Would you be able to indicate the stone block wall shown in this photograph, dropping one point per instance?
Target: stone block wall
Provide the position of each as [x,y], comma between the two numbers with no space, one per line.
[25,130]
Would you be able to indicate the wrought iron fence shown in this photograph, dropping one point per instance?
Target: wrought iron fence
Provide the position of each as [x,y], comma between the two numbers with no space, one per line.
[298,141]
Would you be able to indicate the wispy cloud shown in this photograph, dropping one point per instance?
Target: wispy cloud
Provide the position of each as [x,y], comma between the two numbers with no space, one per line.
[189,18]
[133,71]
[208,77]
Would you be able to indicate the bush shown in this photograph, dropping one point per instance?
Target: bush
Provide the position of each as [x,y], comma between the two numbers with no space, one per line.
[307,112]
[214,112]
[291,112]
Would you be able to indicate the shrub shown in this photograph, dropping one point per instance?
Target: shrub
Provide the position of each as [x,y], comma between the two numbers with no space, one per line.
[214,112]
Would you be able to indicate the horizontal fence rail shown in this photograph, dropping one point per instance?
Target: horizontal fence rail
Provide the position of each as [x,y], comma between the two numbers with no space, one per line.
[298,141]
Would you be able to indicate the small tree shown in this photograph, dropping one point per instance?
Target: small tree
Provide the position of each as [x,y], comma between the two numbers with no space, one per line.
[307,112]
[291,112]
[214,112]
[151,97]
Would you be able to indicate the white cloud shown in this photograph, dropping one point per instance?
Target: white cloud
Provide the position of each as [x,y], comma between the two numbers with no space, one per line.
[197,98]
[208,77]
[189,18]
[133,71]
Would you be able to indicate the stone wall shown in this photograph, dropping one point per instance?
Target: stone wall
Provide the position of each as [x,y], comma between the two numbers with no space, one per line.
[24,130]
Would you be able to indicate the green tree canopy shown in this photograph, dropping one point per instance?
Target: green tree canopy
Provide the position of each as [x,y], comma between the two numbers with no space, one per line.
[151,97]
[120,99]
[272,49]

-=-=-=-=-

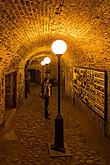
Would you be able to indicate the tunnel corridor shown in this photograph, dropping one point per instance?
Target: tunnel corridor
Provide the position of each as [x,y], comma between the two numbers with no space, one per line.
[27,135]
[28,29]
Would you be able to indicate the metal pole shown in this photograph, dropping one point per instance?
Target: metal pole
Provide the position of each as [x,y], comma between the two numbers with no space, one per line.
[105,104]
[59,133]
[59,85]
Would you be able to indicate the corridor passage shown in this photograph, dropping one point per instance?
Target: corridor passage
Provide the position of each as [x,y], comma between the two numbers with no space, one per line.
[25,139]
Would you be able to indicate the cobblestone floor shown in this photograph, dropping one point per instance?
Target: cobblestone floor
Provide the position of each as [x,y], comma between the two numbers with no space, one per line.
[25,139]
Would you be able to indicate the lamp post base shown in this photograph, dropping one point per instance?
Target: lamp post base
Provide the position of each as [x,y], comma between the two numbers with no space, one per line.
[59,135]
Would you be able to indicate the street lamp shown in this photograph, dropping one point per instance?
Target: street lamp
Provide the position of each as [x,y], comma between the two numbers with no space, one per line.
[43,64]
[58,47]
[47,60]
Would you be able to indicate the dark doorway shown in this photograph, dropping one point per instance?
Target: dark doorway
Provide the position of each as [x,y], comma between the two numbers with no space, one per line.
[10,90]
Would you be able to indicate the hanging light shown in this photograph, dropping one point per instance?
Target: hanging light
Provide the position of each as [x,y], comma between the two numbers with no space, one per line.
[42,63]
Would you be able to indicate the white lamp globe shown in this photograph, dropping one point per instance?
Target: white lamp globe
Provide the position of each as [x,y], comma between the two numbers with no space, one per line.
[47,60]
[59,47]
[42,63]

-=-=-=-=-

#### Required work:
All lines above between those holding "Target: corridor passage" and "Would you be able to indicate the cobblestone", inclusive, must be set down unchanged, and no other line may be included.

#### Reply to the exercise:
Target: corridor passage
Provide the position of each as [x,y], comma between the two numbers with no space, one per line.
[25,139]
Would you be able to indicate the cobblestone floor shown in this photograph, dropping one point per instance?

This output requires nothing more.